INSTRUCTIONS TO FOLLOW:
Using the entries below, quote exactly the span of lines that begins with the line containing "Where can the tree branch" and ends with the final line.

SUPPLIED MATERIAL:
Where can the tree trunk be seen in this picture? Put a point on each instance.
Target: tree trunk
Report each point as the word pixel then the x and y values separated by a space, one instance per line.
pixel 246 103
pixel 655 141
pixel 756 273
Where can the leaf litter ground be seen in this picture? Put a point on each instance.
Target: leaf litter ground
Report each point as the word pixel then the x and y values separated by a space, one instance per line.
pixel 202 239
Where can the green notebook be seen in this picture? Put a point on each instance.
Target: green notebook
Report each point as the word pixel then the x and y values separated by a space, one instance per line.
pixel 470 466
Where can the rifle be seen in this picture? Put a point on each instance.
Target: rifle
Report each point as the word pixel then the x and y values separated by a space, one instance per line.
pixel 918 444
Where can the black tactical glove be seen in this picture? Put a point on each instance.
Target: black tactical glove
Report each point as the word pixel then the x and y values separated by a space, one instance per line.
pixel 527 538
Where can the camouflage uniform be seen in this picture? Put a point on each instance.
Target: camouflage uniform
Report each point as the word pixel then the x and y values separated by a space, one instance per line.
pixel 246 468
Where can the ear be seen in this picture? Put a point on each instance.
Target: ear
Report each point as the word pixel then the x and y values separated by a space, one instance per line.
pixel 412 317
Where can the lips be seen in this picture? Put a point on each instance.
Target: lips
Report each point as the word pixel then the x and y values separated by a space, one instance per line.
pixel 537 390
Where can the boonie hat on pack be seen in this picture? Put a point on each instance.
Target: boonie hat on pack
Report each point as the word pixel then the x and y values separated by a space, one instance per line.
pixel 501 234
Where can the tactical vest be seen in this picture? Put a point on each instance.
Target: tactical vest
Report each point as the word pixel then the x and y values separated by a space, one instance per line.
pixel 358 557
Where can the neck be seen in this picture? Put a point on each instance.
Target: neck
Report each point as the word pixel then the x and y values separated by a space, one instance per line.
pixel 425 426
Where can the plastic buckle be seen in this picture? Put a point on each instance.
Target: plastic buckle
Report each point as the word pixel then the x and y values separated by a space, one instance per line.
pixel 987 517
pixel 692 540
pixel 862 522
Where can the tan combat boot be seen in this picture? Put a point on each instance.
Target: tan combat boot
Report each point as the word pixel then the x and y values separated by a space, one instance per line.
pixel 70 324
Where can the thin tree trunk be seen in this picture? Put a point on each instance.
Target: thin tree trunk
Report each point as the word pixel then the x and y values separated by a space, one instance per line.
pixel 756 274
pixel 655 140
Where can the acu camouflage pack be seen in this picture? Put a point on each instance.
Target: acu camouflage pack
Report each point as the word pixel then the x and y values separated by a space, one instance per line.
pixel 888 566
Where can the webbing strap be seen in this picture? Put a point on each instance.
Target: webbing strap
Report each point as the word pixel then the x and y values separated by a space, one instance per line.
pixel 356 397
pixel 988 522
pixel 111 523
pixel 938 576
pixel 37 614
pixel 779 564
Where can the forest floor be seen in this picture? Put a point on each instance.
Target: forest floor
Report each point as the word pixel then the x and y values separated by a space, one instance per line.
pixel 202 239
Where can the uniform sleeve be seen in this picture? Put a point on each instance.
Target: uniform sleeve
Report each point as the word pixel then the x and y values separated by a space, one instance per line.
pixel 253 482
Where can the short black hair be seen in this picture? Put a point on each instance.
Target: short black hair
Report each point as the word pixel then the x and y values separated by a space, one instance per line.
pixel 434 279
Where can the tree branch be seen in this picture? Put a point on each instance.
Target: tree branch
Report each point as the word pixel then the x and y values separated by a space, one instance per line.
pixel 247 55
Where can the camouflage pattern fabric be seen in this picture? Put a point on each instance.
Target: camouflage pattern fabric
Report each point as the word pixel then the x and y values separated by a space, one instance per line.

THE OUTPUT:
Where can the tree branch be seen in this picture? Put a point on each instance.
Target: tree branch
Report each point as the word pixel then the x and y values separated by a space, one instance per line.
pixel 247 55
Where can the camouflage pattern fabric be seen in this picture? Put a point on each instance.
Target: camouflage pattern fabric
Report each point as the word pixel then the x and y values separated by a space, one instance per line.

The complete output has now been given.